- **Source records**:
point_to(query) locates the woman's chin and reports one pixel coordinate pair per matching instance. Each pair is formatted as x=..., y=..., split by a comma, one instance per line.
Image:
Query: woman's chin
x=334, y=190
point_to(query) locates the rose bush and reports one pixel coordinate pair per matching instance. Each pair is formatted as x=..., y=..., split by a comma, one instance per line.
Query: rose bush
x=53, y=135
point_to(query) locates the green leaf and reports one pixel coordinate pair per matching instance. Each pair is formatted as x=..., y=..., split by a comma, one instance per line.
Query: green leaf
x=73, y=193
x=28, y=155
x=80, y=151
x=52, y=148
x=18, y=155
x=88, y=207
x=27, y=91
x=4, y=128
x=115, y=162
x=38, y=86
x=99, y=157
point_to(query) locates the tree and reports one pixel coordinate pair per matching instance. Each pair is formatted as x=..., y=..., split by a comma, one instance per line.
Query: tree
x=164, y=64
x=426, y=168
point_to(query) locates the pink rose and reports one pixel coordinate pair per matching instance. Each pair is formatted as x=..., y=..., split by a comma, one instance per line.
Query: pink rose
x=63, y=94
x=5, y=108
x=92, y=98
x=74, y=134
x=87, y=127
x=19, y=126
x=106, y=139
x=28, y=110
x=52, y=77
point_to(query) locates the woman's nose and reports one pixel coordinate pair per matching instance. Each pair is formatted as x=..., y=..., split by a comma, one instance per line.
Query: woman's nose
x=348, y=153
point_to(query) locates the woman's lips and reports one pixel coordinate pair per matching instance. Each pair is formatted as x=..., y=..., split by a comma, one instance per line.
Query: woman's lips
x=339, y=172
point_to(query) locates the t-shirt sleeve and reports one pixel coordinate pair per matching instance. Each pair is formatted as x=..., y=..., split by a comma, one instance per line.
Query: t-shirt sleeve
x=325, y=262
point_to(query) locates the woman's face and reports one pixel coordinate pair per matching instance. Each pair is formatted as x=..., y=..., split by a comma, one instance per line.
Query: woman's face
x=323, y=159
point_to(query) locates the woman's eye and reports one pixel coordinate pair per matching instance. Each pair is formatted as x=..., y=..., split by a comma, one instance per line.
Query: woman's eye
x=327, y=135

- **Required work**: Can you rewrite all the entries above, switching each "woman's" to "person's" and leaving everything else unchanged?

- **The answer**:
point_to(query) locates the person's chin and reports one pixel coordinate pair per matching instance. Each pair is formatted as x=..., y=..., split by a comma, one instance per line.
Image:
Query: person's chin
x=334, y=190
point_to(query) locates the rose bush and reports one pixel coordinate pair per matching instance. Each pair is formatted as x=..., y=..., split by a comma, one instance per line.
Query: rose bush
x=53, y=135
point_to(query) locates the green leaf and reports one pixel coordinate pair per matching instance. Each pair is formatted as x=..., y=..., split by a comma, one instance per line.
Query: green leaf
x=73, y=193
x=28, y=155
x=80, y=151
x=52, y=148
x=18, y=155
x=88, y=207
x=27, y=91
x=4, y=128
x=115, y=162
x=38, y=86
x=99, y=157
point_to(query) locates the tree and reports one pixel coordinate pair per matching instance. Each pair is formatted as x=..., y=..., split by a comma, one instance per line.
Query: tree
x=164, y=64
x=426, y=168
point_to(query) locates the pink rose and reports one pixel coordinate pair per matching instance. Each pair is formatted as x=..., y=..., split by a comma, one instance per line.
Query: pink rose
x=63, y=94
x=5, y=108
x=92, y=98
x=74, y=134
x=87, y=127
x=19, y=126
x=106, y=139
x=28, y=110
x=52, y=77
point_to(query) locates the person's nose and reports one pixel coordinate pair per matching instance. Each pair is formatted as x=..., y=..., split by a comma, one instance per line.
Query: person's nose
x=348, y=153
point_to(query) locates the person's lips and reports one pixel coordinate pair per matching instance. Each pair is formatted as x=..., y=..., split by a comma, one instance per line.
Query: person's lips
x=339, y=172
point_to(query) locates the t-shirt sleeve and reports one pixel coordinate pair per matching instance. Each pair is formatted as x=..., y=..., split by a comma, one instance per line.
Query: t-shirt sleeve
x=325, y=262
point_to(query) locates the person's face and reports one pixel coordinate pair per matching instance. Each pair is formatted as x=..., y=..., split by a comma, one instance per line.
Query: person's face
x=323, y=159
point_to(query) locates the person's eye and reports one pixel coordinate pair per matching instance. Each pair is formatted as x=..., y=..., split by a comma, one instance per line.
Query: person's eye
x=327, y=135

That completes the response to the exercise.